---- RECORDS PROVIDED

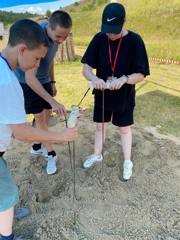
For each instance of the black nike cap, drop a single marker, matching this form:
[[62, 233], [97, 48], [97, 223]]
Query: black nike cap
[[113, 18]]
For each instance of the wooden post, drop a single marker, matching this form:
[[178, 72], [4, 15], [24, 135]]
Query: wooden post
[[66, 51]]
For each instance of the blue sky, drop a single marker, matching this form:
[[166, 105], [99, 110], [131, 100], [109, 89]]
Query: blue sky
[[28, 5]]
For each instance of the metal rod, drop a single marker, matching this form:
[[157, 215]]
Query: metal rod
[[69, 147], [83, 96], [102, 169]]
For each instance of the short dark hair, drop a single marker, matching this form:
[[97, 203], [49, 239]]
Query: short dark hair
[[28, 32], [60, 18]]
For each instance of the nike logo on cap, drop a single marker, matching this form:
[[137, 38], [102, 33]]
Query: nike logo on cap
[[110, 19]]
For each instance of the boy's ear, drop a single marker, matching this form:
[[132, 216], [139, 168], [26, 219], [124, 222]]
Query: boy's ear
[[22, 48]]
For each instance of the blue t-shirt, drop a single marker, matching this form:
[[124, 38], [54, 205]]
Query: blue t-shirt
[[45, 63]]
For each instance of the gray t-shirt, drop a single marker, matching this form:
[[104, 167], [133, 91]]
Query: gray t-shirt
[[45, 63]]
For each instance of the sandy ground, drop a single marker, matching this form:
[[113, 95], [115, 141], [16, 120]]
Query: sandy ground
[[106, 208]]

--------

[SET PROBLEM]
Copy the listing above line for line, without changing anything, but leave out the pictures.

[ANSWER FOR THE TASK]
For each instance of the black nike cap, drop a single marker, matching this form:
[[62, 233], [97, 48], [97, 223]]
Query: black nike cap
[[113, 18]]
For each instance of the wooden post, drop a single marker, matching this form:
[[178, 72], [4, 15], [24, 135]]
Query: wooden post
[[66, 51]]
For each instance of the blue sky, drop a single marker, matching this form:
[[166, 105], [99, 110], [131, 100], [109, 89]]
Query: blue sky
[[28, 5]]
For each instance of the metal rod, drop a single marker, matching this form:
[[157, 215]]
Query: metal rod
[[69, 147], [83, 96], [102, 169]]
For each instance of the short dark hair, drop a single marker, matching this form:
[[97, 203], [49, 239]]
Query: short dark hair
[[28, 32], [60, 18]]
For each instance of the nike logo on cap, drop a single marker, matching this form:
[[137, 38], [102, 33]]
Query: nike logo on cap
[[110, 19]]
For each instance of the boy's ear, drop a single marker, matching this form:
[[132, 216], [139, 168], [26, 219], [124, 222]]
Query: boy's ear
[[22, 48]]
For each instance of the blue t-shirt, drop a single marker, matching this form:
[[124, 38], [54, 205]]
Query: blue t-shirt
[[45, 63]]
For each instance of the gray t-shirt, drop a single marker, matching this form:
[[104, 167], [133, 91]]
Query: gray t-shirt
[[45, 63]]
For each instance of the sandy ground, drop a single marker, matching this form:
[[113, 95], [115, 141], [16, 120]]
Query: sandy ground
[[106, 208]]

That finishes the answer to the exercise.